(EXERCISE OBJECTIVE):
Work out how many lines below contain "noun". Provide only the figure.

___

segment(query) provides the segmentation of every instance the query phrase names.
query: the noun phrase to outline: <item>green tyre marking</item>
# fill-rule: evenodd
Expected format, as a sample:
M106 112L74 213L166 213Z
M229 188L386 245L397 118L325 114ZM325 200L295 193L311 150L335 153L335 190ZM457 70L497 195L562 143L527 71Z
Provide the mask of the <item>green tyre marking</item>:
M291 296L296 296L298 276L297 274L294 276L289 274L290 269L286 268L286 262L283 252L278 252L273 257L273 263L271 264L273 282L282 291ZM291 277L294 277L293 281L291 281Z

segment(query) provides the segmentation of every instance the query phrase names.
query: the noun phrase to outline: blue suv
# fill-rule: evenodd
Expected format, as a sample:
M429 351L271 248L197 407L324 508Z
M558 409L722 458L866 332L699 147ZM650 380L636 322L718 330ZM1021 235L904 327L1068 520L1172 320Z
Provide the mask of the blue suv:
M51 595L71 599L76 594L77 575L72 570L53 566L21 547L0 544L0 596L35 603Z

___

(WRITTEN REPLY):
2